» **STATED PROBLEM 1**
In the news article on the Kupe gas project's rig delay, where are the jacket and topsides being fabricated?
» **STATED PROBLEM 2**
From the Kupe rig delay article, return verbatim everything from "On arrival in" down to "drilled, Ashford said.".
» **STATED PROBLEM 3**
Write the next part of the news article on the Kupe gas project's rig delay, picking up after its final sentence.
══ SELECTED EXCERPT ══
OPERATIONS

Rig delay won’t affect Kupe development: Origin

THE $NZ980 million ($A870 million) Kupe gas-condensate project has suffered a second delay to the start of development drilling, but operator Origin Energy is adamant the timetable for first gas ashore will not be affected.

Rig delay won’t affect Kupe development: Origin

Origin’s Kupe project director Peter Ashford told the 2007 National Power Conference in Auckland yesterday afternoon that the jack-up Ensco Rig 107 was now not due to arrive in New Zealand waters from offshore Vietnam, until September.

The rig had originally been scheduled to arrive in March but that was later delayed to June.

“There is a lot of ‘float’ in the offshore program so the further delay of the 107 will not affect the critical path of Kupe development,” Ashford told PetroleumNews.net.

On arrival in Taranaki waters, the Ensco 107 rig would install the jacket and, hopefully, the topsides – both of which are being fabricated in Thailand – in a job that could take one-and-a-half months.

Then the rig would drill three development wells in the central field area (CFA) of the Kupe field, a job that would take about six months.

There was still an option to drill two exploration wells in other parts of the CFA, where prospects included Denby, Leith and Stent, but no decision had yet been made which prospects might be drilled, Ashford said.

“There may actually be some advantages with this further delay in that we will be drilling during the more settled weather window of spring, summer, maybe autumn, compared to the winter,” he told PNN.
═══
══ SUPPLIED INFORMATION ══
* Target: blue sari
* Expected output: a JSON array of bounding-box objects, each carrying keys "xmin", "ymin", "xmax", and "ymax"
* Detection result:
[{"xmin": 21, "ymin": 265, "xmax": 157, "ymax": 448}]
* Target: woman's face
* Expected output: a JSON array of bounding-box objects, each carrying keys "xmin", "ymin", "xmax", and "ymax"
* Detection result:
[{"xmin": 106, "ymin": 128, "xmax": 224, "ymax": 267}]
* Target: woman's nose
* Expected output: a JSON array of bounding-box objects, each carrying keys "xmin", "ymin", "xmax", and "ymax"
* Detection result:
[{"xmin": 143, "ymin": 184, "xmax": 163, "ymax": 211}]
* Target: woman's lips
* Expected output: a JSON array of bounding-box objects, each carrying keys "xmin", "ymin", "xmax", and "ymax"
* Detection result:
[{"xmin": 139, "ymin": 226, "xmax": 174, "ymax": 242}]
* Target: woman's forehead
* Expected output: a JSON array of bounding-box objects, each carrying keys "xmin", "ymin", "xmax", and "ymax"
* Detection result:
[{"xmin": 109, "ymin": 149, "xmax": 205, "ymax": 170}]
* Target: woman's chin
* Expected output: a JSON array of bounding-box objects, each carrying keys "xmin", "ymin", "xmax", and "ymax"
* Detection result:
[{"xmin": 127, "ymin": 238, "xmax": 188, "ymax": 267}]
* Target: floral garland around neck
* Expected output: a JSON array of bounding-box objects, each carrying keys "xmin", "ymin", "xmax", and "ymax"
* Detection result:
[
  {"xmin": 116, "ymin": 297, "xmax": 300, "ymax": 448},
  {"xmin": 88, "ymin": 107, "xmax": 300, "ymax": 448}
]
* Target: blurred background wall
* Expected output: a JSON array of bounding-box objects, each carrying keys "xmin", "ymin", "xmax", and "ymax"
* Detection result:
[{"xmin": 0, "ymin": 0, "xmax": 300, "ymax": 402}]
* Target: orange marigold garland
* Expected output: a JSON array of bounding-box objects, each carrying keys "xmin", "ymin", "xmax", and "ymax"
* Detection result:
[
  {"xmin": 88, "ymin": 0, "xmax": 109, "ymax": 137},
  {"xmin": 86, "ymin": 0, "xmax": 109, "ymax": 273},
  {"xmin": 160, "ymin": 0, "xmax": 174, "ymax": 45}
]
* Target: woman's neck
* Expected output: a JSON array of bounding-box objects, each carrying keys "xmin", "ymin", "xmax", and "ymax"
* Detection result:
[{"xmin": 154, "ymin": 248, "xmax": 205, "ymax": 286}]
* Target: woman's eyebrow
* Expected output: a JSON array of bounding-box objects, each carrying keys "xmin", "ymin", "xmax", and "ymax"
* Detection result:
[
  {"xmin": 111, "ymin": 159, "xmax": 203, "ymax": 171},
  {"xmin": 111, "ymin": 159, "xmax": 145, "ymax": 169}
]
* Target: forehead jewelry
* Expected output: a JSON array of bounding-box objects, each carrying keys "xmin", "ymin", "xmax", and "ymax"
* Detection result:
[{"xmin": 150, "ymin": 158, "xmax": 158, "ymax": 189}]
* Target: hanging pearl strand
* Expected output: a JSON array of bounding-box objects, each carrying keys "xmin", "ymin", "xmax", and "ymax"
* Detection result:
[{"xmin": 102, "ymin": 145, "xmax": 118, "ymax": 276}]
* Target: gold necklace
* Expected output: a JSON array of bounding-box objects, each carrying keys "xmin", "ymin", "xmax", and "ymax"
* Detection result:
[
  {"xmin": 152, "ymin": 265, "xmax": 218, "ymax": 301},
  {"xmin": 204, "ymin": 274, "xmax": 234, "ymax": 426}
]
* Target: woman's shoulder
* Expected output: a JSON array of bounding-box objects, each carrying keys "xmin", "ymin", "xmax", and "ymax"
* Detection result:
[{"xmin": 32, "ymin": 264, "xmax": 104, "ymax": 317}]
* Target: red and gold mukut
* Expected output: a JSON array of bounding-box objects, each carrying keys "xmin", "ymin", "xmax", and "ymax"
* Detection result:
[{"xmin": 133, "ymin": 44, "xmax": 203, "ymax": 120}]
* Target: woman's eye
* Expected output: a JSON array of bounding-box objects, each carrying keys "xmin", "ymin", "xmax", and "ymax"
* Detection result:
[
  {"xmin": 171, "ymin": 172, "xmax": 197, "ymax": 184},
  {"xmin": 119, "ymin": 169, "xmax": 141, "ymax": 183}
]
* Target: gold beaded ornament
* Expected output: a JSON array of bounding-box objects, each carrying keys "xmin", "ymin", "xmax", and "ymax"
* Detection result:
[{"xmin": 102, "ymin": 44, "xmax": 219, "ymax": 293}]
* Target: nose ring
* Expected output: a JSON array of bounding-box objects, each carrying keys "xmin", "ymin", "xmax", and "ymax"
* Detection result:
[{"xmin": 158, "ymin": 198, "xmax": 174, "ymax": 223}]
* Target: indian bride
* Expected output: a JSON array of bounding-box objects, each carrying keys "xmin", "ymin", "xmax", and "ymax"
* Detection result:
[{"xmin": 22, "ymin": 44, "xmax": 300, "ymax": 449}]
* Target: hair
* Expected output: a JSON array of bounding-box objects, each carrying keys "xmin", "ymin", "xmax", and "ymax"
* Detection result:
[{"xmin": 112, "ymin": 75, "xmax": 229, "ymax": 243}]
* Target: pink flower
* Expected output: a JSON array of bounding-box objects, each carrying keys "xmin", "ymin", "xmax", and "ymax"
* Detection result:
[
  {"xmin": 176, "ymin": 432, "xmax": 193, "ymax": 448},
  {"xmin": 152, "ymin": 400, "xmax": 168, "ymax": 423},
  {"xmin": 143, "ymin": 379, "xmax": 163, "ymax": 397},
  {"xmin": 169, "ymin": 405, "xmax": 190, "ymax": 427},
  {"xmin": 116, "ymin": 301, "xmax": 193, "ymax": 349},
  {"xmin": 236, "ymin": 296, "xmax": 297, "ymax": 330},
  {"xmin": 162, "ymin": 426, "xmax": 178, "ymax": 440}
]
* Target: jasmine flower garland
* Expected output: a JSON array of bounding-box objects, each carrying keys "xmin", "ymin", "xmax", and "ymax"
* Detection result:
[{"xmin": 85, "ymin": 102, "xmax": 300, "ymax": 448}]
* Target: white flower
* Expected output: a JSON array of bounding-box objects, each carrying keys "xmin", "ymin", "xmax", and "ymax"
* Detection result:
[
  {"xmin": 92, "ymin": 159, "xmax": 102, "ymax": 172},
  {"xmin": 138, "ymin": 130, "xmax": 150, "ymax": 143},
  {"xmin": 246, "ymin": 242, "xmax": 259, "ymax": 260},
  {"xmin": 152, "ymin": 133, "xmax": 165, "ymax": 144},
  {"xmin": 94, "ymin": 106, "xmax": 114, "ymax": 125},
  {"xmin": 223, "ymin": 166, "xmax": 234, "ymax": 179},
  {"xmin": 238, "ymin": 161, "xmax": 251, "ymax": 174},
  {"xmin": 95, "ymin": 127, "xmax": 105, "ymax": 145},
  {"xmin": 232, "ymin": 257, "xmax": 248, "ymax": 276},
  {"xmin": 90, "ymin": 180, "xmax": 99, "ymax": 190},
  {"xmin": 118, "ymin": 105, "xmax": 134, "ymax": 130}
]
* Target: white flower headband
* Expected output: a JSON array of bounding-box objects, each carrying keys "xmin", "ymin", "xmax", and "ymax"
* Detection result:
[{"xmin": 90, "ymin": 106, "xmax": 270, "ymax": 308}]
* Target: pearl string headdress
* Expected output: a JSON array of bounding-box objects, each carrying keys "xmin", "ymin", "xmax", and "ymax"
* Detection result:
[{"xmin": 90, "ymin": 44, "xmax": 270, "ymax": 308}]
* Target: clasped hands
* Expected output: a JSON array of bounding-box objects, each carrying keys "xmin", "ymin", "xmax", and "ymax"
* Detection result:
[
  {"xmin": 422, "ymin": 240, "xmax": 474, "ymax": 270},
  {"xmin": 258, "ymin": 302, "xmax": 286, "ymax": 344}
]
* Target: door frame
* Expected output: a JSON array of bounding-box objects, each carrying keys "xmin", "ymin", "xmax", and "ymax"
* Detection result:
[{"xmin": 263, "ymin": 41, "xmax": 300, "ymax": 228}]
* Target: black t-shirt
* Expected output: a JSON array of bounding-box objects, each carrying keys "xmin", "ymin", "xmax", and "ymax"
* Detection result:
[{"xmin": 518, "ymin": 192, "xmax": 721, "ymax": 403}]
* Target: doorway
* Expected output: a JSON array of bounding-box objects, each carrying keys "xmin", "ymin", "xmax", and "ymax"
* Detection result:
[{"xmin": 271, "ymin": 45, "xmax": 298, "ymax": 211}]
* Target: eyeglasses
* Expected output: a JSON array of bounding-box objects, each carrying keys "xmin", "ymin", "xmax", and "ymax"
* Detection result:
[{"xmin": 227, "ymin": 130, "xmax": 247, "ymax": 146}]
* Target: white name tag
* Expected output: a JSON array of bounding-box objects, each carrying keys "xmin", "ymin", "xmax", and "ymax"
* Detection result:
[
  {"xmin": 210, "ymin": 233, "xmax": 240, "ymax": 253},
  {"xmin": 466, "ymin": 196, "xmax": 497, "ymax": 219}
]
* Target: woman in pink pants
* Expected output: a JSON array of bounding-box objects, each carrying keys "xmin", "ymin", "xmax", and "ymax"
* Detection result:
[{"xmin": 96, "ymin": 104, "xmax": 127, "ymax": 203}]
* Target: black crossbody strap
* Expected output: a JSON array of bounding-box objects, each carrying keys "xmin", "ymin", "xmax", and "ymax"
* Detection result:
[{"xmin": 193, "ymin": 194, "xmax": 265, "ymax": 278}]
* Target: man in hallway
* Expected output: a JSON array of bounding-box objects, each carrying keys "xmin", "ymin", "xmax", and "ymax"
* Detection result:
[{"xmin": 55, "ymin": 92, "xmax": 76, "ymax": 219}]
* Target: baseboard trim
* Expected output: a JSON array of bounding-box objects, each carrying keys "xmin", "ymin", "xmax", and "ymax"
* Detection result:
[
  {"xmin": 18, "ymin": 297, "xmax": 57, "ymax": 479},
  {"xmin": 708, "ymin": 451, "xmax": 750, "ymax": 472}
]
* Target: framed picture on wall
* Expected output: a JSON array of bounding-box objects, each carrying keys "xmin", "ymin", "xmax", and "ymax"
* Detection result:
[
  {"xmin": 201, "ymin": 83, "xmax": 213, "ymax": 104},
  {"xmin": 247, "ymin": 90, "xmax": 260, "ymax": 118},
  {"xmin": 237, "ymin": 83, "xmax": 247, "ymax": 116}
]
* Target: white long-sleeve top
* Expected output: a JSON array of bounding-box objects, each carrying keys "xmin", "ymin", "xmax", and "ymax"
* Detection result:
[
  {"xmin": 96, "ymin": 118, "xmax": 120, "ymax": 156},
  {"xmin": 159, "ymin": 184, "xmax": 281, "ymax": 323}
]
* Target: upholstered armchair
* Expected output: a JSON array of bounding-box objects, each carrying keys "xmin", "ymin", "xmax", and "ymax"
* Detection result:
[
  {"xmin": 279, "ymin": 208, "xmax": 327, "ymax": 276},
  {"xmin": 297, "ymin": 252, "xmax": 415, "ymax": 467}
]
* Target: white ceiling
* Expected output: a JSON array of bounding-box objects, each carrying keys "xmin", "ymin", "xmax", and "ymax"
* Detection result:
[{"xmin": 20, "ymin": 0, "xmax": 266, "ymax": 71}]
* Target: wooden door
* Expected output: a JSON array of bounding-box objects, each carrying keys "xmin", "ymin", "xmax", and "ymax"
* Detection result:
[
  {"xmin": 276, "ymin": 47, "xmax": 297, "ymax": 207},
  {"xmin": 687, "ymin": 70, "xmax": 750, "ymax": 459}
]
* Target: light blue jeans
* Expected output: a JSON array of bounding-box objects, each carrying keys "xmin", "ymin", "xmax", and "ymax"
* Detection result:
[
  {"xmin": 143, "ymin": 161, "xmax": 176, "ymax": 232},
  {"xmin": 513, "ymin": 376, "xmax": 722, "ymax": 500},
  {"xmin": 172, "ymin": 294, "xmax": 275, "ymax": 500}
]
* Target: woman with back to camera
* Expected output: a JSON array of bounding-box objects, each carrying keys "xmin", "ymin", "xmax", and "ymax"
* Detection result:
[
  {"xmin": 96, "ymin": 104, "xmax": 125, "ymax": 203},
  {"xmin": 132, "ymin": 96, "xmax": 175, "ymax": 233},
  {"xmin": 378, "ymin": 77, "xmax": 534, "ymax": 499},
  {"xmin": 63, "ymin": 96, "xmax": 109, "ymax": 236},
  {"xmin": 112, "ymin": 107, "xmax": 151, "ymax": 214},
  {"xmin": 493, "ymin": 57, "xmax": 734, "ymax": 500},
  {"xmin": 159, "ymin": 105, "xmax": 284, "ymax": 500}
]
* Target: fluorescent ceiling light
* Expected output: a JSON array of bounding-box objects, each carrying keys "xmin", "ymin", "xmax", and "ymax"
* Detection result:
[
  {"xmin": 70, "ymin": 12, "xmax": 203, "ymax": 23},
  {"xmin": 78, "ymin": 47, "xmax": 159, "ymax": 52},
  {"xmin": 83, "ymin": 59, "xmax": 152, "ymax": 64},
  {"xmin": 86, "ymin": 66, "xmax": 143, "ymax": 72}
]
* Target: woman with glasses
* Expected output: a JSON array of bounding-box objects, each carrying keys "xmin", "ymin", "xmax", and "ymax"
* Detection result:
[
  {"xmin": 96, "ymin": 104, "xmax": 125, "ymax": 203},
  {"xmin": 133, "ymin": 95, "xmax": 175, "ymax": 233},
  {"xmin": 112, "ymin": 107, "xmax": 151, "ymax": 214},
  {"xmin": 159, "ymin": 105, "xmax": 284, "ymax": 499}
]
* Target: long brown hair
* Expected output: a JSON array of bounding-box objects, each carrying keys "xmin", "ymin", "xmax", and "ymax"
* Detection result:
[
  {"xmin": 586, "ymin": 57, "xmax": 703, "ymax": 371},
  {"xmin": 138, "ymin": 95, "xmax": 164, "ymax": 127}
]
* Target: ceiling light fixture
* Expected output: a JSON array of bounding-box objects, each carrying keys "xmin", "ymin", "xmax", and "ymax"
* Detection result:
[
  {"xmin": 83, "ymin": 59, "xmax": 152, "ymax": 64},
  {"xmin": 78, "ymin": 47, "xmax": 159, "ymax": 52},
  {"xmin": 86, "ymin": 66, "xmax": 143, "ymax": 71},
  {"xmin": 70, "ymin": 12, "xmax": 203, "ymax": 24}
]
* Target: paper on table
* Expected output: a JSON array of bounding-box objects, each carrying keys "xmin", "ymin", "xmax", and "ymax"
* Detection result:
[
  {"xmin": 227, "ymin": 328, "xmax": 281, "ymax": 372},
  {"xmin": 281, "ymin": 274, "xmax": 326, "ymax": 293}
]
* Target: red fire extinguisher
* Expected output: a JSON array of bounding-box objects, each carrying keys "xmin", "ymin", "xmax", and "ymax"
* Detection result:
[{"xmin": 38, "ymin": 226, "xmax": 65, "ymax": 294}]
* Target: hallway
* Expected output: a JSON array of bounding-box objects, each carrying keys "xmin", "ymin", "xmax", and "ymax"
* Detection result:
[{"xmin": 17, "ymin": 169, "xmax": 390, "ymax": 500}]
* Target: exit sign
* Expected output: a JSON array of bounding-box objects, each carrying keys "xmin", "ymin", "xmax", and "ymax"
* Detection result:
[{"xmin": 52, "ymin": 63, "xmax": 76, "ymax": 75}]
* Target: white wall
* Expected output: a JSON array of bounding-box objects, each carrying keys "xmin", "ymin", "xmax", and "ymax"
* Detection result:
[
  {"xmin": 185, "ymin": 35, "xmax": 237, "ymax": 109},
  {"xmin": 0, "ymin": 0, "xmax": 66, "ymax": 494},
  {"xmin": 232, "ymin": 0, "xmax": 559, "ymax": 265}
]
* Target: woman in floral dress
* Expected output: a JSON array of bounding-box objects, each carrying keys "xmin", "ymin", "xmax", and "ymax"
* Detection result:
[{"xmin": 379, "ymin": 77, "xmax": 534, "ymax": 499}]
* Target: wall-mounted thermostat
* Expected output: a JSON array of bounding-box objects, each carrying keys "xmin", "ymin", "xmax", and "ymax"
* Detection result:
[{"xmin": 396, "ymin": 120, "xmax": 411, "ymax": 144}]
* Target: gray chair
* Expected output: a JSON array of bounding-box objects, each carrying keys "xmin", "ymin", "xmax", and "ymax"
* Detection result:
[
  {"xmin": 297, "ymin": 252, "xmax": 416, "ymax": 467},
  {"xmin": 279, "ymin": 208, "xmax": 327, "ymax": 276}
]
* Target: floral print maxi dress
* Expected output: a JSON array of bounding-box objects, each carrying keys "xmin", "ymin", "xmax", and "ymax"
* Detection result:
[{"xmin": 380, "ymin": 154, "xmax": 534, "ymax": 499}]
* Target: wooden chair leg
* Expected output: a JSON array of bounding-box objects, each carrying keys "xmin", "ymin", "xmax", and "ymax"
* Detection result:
═══
» **EXERCISE RESULT 1**
In Thailand.

» **EXERCISE RESULT 2**
On arrival in Taranaki waters, the Ensco 107 rig would install the jacket and, hopefully, the topsides – both of which are being fabricated in Thailand – in a job that could take one-and-a-half months.

Then the rig would drill three development wells in the central field area (CFA) of the Kupe field, a job that would take about six months.

There was still an option to drill two exploration wells in other parts of the CFA, where prospects included Denby, Leith and Stent, but no decision had yet been made which prospects might be drilled, Ashford said.

» **EXERCISE RESULT 3**
Ashford told delegates that a reel barge would be used, for the first time in New Zealand, to lay the Kupe products pipeline and umbilical, which would be much quicker than using a lay barge to do the same job.

The reel barge would load pipeline lengths directly from the coast and would lay them on specially constructed mattresses covering the pipeline route.

The reel barge could lay up to 1km of pipeline in an hour, completing the 30km pipeline route in a day or two, depending on the weather. This compared to a total time of 20-30 days for a conventional lay barge.

Civil site works should start soon on construction of the onshore production station in south Taranaki – “the critical path”.

Origin, which holds a 51.4% stake in New Zealand’s largest listed energy company, Contact Energy, was still confident of first gas ashore in mid-2009.

Origin, which now held the most exploration acreage of any one company in New Zealand with offshore permits in the Northland, Taranaki and Canterbury basins, was now “a major player and we are here to stay”.

The Kupe field holds 2P reserves of 254 petajoules of gas, 14.7 million barrels of condensate, and 900,000 tonnes of liquefied petroleum gas.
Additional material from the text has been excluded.